• _Exercise_
Return every line of the items below verbatim, with no changes to wording, spacing, or line order.
— BEGIN —
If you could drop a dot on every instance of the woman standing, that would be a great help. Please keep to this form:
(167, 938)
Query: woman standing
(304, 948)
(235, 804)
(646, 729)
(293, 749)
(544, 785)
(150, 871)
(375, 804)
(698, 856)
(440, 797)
— END —
• _Answer for this exercise_
If you could drop a dot on every instance of the woman standing, that would be a great help. Please keep to this form:
(167, 938)
Query: woman standing
(304, 948)
(235, 804)
(646, 729)
(293, 749)
(544, 785)
(150, 871)
(375, 804)
(698, 856)
(440, 797)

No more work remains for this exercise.